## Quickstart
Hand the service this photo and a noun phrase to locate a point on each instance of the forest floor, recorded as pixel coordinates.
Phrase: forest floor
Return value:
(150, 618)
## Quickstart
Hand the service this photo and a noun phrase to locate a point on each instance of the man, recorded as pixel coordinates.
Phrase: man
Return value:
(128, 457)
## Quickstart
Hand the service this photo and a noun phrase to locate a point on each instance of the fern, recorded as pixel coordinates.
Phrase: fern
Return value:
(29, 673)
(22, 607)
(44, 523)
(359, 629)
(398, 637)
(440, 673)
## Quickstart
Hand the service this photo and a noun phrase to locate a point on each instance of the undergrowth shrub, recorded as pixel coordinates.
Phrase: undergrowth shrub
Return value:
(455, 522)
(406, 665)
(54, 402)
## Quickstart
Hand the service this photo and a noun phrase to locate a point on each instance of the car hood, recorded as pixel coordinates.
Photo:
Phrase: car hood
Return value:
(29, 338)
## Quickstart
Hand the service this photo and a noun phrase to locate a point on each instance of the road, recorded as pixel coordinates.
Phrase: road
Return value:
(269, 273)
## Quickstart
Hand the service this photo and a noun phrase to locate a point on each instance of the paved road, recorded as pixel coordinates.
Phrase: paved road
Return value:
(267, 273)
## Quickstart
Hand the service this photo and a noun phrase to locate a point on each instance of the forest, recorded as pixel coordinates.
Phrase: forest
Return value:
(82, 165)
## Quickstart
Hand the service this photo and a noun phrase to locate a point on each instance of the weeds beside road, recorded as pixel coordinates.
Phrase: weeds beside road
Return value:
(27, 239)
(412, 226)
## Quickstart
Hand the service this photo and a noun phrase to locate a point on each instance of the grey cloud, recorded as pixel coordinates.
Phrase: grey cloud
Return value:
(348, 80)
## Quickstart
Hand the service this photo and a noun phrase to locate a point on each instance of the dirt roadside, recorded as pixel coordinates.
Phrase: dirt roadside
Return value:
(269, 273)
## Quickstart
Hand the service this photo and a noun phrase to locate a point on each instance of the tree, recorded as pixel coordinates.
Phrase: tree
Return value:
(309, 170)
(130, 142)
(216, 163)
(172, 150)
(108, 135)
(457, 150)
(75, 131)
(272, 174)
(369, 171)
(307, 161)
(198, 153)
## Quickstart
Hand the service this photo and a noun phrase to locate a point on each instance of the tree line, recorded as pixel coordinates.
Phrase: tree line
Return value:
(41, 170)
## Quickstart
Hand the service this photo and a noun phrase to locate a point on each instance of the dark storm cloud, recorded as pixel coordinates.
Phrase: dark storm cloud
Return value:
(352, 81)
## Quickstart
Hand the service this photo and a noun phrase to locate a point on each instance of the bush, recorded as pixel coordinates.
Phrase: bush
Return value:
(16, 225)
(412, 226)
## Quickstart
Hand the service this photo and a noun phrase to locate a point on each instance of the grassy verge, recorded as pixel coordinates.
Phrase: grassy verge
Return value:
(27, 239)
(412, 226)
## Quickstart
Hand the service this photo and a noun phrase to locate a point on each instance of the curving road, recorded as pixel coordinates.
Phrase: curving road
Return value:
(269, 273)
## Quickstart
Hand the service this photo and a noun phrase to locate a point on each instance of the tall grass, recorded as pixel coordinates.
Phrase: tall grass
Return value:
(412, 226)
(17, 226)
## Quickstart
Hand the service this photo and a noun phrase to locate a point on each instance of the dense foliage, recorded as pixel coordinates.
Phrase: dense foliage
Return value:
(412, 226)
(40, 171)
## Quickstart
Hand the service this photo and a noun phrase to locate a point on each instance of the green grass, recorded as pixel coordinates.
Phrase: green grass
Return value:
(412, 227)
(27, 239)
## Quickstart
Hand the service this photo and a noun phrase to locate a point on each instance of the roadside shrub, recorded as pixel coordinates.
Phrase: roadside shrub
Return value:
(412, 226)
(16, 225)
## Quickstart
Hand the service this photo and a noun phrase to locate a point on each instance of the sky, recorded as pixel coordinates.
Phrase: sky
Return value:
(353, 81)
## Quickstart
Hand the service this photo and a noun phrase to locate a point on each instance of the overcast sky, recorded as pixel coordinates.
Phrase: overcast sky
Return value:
***
_EXERCISE DESCRIPTION_
Scan the listing above. Gather each line that contains the word "dirt".

_ANSWER SECTION_
Hand the service this photo and a noun phrase to locate a point on each instance of the dirt roadside, recorded as pixel coordinates.
Phrase: dirt roadside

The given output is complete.